[[ PROVIDED TEXT open ]]

Aquarius: Home Is Where You’re Happy Review

Charles Manson invites Agent Hodiak to a trip. Here is our review of Aquarius season 1, episode 4.

Aquarius, season 1 episode 4 is entitled “Home Is Where You’re Happy” and every day is house party at the Spiral Staircase ranch. Budding Southern California singer-songwriter Charles Manson (Gethin Anthony) is no mellow rocker, though, unless he’s wearing his guitar.

LAPD Homicide Detective Sam Hodiak (David Duchovny) is still concentrating on Ed Cutler’s (Chance Kelly) murder case. He’s hoping to clear his rat and get his ex-partner a stiffer collar. Duchovny and Kelly make an easy time of it this week. Last week they were overdoing the “old friends” routine by beating the shit out of each other and calling it horsing around. They finally internalized the friendship and let it come out through their mouths and body language.

“The only thing stupider than getting killed over drugs is getting killed by someone you’re married to,” the young narc Brian Shafe (Grey Damon) learns. Art’s murder gives Hodiak the chance to ogle painted young hippie chicks at the burlesque club, the Peach Pussycat, a gift from the recently departed Art to his wife, Lucille. The grieving widow is trying to do her best not-yet-faded Mae West, without the innuendo or lackadaisical voice. She’s faded, jaded and never asked too many questions to begin with, but the can put the bite on a martini olive with a flourish. Answering things about her dead husband doesn’t come cheap. The dancers are brightly painted and go to tears at the drop of a hat. It’s cathartic.

[[ PROVIDED TEXT closed ]]
[[ RECORDS SUPPLIED open ]]

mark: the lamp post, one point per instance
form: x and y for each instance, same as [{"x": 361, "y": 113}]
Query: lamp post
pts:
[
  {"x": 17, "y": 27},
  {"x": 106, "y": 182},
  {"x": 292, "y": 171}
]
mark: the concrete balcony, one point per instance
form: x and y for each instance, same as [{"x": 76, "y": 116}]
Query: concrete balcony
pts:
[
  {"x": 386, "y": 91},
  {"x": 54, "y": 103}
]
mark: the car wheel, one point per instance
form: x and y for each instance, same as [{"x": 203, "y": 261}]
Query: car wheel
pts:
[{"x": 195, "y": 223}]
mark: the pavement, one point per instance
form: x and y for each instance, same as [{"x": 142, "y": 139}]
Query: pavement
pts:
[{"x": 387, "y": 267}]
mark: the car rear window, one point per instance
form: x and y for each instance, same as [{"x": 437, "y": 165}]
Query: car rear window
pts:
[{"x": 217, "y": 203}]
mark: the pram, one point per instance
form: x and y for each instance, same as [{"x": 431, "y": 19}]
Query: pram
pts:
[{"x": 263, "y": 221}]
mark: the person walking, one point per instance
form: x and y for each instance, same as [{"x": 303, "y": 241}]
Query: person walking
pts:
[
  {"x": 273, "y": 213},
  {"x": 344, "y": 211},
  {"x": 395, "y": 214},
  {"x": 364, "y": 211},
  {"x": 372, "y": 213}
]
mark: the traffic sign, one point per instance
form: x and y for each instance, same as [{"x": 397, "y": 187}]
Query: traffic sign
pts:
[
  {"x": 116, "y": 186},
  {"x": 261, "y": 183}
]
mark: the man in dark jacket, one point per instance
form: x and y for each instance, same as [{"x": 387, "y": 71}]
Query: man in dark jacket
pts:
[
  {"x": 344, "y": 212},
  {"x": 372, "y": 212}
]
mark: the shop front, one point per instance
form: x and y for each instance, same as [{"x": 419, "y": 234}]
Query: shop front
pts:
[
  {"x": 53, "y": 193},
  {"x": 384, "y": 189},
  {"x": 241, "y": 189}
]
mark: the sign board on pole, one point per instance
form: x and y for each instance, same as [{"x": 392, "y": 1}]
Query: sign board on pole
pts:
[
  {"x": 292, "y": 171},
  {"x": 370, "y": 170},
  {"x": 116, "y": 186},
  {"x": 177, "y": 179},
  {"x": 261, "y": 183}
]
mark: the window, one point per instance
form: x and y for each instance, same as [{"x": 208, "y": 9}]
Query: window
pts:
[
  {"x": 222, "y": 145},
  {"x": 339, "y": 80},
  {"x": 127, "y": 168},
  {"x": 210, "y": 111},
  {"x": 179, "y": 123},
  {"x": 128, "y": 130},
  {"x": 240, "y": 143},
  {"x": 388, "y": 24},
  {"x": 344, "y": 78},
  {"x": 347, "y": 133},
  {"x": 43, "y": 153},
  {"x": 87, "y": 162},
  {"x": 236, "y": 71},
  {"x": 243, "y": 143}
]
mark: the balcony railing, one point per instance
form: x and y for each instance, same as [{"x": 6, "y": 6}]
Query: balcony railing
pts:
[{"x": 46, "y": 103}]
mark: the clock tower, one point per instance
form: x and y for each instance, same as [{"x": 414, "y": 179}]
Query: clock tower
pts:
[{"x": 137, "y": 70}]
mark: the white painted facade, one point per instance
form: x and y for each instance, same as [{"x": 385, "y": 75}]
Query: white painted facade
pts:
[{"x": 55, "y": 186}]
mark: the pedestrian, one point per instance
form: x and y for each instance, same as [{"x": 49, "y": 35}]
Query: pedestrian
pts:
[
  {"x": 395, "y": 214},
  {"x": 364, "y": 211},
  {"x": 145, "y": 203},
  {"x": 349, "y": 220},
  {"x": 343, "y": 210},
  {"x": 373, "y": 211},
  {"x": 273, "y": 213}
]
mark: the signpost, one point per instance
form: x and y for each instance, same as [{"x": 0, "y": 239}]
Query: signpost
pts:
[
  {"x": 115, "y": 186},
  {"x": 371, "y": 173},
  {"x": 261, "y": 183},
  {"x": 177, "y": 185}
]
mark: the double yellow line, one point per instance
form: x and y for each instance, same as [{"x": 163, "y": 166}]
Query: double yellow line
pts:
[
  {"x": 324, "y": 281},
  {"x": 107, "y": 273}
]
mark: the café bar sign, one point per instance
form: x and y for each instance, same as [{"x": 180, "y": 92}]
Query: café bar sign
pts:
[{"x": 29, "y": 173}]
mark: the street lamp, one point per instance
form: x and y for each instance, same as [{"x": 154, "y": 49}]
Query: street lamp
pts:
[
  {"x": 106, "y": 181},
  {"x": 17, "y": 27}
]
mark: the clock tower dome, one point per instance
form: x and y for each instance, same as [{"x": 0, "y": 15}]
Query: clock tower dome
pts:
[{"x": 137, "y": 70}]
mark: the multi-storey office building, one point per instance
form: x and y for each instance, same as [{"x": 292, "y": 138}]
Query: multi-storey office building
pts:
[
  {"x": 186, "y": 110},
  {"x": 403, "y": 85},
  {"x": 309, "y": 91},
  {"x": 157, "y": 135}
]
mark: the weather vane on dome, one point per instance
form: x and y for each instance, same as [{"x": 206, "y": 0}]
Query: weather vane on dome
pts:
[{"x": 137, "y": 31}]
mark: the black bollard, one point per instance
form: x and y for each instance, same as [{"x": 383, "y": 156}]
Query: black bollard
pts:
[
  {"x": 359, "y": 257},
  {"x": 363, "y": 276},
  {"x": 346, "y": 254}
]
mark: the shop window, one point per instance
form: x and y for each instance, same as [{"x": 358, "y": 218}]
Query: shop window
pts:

[[ RECORDS SUPPLIED closed ]]

* EXERCISE DIRECTIONS:
Pick up the Aquarius episode review after its last sentence and keep writing it. This material comes from a different source than the review.

* RESPONSE BOX:
Back to doing foot work on the disappearance of his ex-lover’s daughter, Sam gets his shoes shined by Charlie Manson himself. No, that’s not a euphemism for how Charlie pays off his legal bills, it’s how the budding musician shows respect for cops and other authority figures. Manson puts on a great show for all and sundry. He’s lucky Hodiak was in a good mood. The way the cop’s been acting the past few weeks he was just as likely to kick Charlie’s teeth down his throat and then how’s he going to sing?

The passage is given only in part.